**Activities**
1. In the ARRIVE guidelines text below, which document served as the basis for writing the guidelines?
2. Pick up the ARRIVE guidelines text below after its final sentence and keep writing.

= ARRIVE guidelines =

Guidelines for improving standards in animal research

The ARRIVE guidelines (short for Animals in Research: Reporting In Vivo Experiments) are a set of guidelines for improving experimental design and reporting standards for animal research, drawn up by the National Centre for the Replacement, Refinement and Reduction of Animals in Research. First published in 2010 as a checklist of 20 items, a revision, titled ARRIVE 2.0, was published in 2020 as two checklists of 10 "essential" items and 11 "recommended" items. While the guidelines have been endorsed by over a thousand scientific journals, their adoption and enforcement has remained limited.

== Origin ==
A 2009 review of the quality of experimental design, analysis, and reporting methods of animal research conducted by the National Centre for the Replacement, Refinement and Reduction of Animals in Research (NC3Rs) found that most biomedical journals were providing little or no guidance on how animal research should be analyzed and reported, outside of ethical guidelines for experimental design, such as the Three Rs. Additionally, it found issues with the way animal research is reported, with large proportions of articles not stating a hypothesis or objective of the study, lacking specifics about the characteristics of the animals used, not having used techniques such as randomization or blinding to reduce experimental bias, and not fully describing statistical methodology or providing measures of the precision or variability of the results. Additionally, while other fields had existing reporting guidelines for reducing methodological and statistical biases and improving reproducibility, such as MIAME, PRISMA, and the CONSORT statement, no such guidelines existed for animal studies.

In response, NC3Rs put together a working group to develop the ARRIVE guidelines, which included researchers and statisticians from multiple fields, and journal editors from Nature Cell Biology, Science, Laboratory Animals, and the British Journal of Pharmacology. This initial revision of the guidelines was a checklist of 20 items intended to cover the "minimum information that all scientific publications reporting research using animals should include," such as specific details about the animals used, their living conditions, and the experimental, statistical, and analytical methods used in the study. The guidelines were written using the CONSORT statement, a general-purpose 25-item checklist of recommendations for reporting randomized trials, as a basis.

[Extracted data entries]
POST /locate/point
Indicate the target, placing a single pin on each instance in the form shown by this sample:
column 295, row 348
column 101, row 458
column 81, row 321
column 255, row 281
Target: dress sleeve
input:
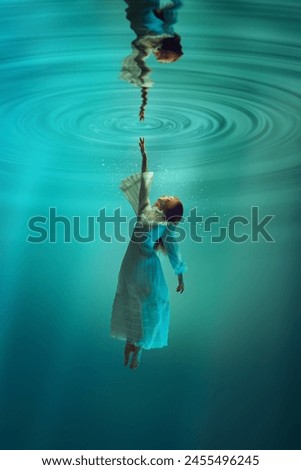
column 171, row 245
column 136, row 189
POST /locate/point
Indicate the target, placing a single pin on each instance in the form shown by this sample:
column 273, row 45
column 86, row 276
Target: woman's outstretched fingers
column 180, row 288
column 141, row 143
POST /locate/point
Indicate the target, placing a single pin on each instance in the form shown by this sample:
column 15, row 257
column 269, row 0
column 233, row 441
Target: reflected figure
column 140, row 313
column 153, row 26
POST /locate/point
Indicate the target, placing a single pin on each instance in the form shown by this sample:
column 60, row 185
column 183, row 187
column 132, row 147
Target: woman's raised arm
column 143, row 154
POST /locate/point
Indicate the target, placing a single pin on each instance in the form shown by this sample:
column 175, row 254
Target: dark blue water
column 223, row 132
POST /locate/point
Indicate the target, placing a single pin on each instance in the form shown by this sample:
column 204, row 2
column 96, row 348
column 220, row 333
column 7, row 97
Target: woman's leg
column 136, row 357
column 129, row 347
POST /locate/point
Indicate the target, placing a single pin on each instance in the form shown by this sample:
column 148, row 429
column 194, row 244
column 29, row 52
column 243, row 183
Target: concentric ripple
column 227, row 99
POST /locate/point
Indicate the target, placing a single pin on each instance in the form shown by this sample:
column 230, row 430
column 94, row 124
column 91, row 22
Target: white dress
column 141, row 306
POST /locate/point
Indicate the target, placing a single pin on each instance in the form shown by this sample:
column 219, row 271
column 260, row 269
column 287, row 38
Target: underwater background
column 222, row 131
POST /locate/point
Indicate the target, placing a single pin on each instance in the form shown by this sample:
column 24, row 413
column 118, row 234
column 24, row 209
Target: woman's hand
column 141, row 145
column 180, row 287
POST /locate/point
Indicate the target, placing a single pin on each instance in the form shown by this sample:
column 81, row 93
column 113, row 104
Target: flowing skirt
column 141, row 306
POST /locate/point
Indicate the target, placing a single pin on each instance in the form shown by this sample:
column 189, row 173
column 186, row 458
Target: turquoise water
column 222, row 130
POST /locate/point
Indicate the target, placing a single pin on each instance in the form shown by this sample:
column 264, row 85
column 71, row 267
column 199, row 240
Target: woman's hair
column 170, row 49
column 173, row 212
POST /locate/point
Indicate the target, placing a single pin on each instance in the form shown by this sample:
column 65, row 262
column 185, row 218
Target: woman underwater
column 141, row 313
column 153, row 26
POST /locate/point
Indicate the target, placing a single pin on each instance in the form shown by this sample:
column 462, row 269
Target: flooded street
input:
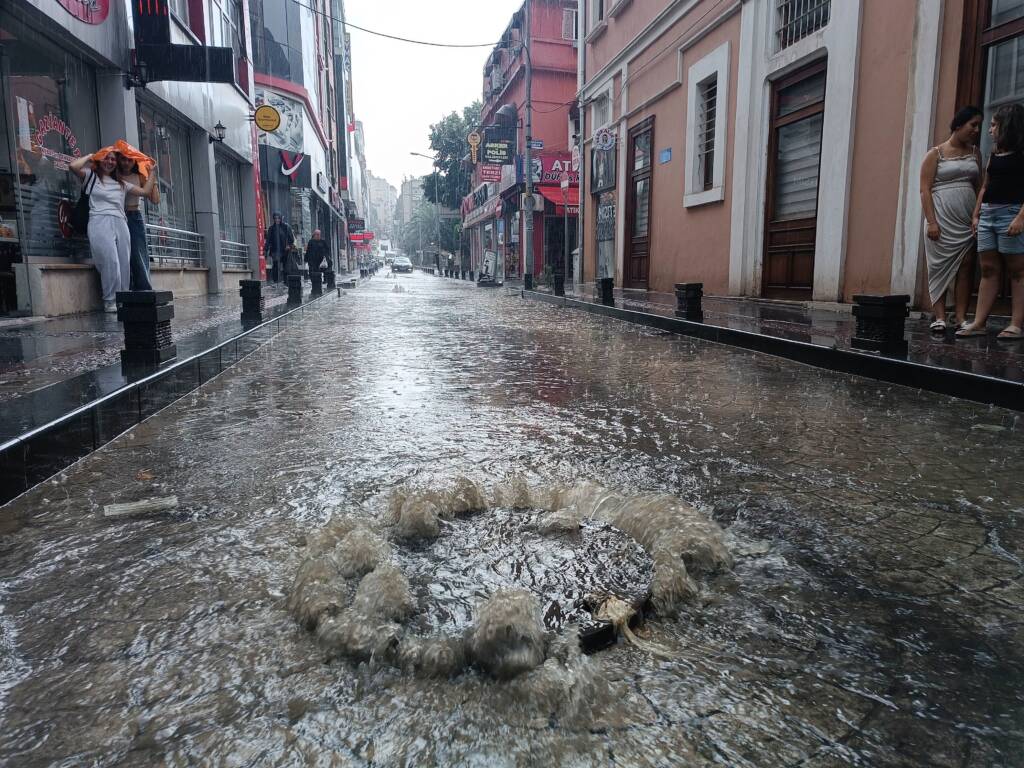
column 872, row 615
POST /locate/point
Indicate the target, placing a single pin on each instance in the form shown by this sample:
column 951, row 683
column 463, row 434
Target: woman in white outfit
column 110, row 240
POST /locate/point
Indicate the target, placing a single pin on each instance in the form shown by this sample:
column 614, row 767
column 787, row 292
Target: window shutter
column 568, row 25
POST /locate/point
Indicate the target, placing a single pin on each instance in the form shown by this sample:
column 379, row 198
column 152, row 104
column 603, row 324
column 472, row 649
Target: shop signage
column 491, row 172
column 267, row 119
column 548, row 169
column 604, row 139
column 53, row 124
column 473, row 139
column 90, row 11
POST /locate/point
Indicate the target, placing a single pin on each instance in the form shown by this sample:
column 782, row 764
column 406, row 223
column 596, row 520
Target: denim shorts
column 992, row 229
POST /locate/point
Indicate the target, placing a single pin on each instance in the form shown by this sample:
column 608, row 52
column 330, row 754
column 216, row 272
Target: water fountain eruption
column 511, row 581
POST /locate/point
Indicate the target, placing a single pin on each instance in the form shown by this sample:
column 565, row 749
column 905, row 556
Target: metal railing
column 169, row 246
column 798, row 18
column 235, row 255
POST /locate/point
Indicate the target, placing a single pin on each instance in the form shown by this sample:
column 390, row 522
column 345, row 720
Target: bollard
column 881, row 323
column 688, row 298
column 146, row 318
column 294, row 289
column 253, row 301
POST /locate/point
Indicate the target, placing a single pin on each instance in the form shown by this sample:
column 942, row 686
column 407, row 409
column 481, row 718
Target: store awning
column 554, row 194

* * *

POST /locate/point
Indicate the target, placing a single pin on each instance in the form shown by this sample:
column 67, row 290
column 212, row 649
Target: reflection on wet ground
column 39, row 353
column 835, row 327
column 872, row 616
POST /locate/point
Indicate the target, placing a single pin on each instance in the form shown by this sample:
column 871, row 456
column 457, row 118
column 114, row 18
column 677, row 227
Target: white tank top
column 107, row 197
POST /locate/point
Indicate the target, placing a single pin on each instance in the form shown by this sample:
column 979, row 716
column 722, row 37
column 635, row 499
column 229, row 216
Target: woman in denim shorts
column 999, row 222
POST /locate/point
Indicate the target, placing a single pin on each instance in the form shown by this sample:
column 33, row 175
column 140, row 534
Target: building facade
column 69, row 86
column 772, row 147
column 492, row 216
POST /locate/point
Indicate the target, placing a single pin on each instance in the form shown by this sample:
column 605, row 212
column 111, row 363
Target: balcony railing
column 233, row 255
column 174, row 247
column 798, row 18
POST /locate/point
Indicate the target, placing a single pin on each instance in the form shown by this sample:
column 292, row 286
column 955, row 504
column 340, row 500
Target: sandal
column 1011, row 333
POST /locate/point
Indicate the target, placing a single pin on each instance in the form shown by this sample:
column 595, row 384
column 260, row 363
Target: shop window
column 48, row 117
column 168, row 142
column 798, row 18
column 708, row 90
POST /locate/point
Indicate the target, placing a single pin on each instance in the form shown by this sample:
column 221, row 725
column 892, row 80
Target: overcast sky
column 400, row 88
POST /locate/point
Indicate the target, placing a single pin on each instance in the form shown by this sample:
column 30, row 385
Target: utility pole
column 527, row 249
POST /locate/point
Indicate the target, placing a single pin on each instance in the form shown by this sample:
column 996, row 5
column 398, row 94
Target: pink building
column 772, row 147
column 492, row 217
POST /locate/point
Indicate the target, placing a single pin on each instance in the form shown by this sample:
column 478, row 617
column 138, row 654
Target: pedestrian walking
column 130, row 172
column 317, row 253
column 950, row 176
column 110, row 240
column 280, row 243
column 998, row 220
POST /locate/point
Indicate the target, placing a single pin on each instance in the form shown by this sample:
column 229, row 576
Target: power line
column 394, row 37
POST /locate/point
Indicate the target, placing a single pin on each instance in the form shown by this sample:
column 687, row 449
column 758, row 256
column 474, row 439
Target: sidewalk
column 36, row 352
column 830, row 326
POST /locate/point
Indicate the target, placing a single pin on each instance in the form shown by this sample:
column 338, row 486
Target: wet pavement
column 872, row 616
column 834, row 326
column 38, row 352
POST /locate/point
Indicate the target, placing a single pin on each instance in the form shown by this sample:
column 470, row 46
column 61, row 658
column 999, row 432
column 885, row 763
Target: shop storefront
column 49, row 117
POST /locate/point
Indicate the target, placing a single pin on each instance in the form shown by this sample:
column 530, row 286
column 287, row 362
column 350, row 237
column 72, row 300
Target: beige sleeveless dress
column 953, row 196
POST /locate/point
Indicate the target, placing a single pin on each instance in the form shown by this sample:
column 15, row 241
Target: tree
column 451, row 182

**Written answers**
1. The CONSORT statement, a general-purpose 25-item checklist of recommendations for reporting randomized trials.

2.
== Initial adoption ==
By 2016, over 600 journals had endorsed the guidelines, with over 150 endorsing the guidelines in 2015 alone; by 2020, that number risen to over a thousand. Despite this, multiple studies between 2014 and 2018 found that the guidelines had been largely ignored by researchers and had made little impact in the general quality of reporting of papers published after the guidelines were issued. Surveys conducted in China in 2017 and 2019 found that only 9.4% and 13.1% of journals were aware of the guidelines, and none specifically directed their authors to follow the guidelines. This low level of adoption by reviewers and researchers was partially attributed to the amount of effort required from journals and editors to check and enforce the guidelines; the original list's 20 items were made up of multiple sub-items, resulting in effectively 38 items to follow. The lack of adoption was also attributed to a lack of awareness from researchers of the significance of incomplete reporting.

== Revision ==
In 2020, in response to low levels of adoption & enforcement of the guidelines, an international working group, supported by NC3Rs, published ARRIVE 2.0, a revision of the ARRIVE guidelines. The revision was intended to clarify the guidelines for researchers, to prioritize the most important items to make enforcement by journal editors and reviewers more manageable, and to provide context & reasoning for the importance of each guideline. The most significant change from the original ARRIVE guidelines was the splitting of the checklist into two separate checklists – an "Essential 10", which encompasses the "basic minimum" that must be included in a manuscript for its findings to be assessed reliably, and a "Recommended Set", which encompasses items that add context and helpful details to a manuscript.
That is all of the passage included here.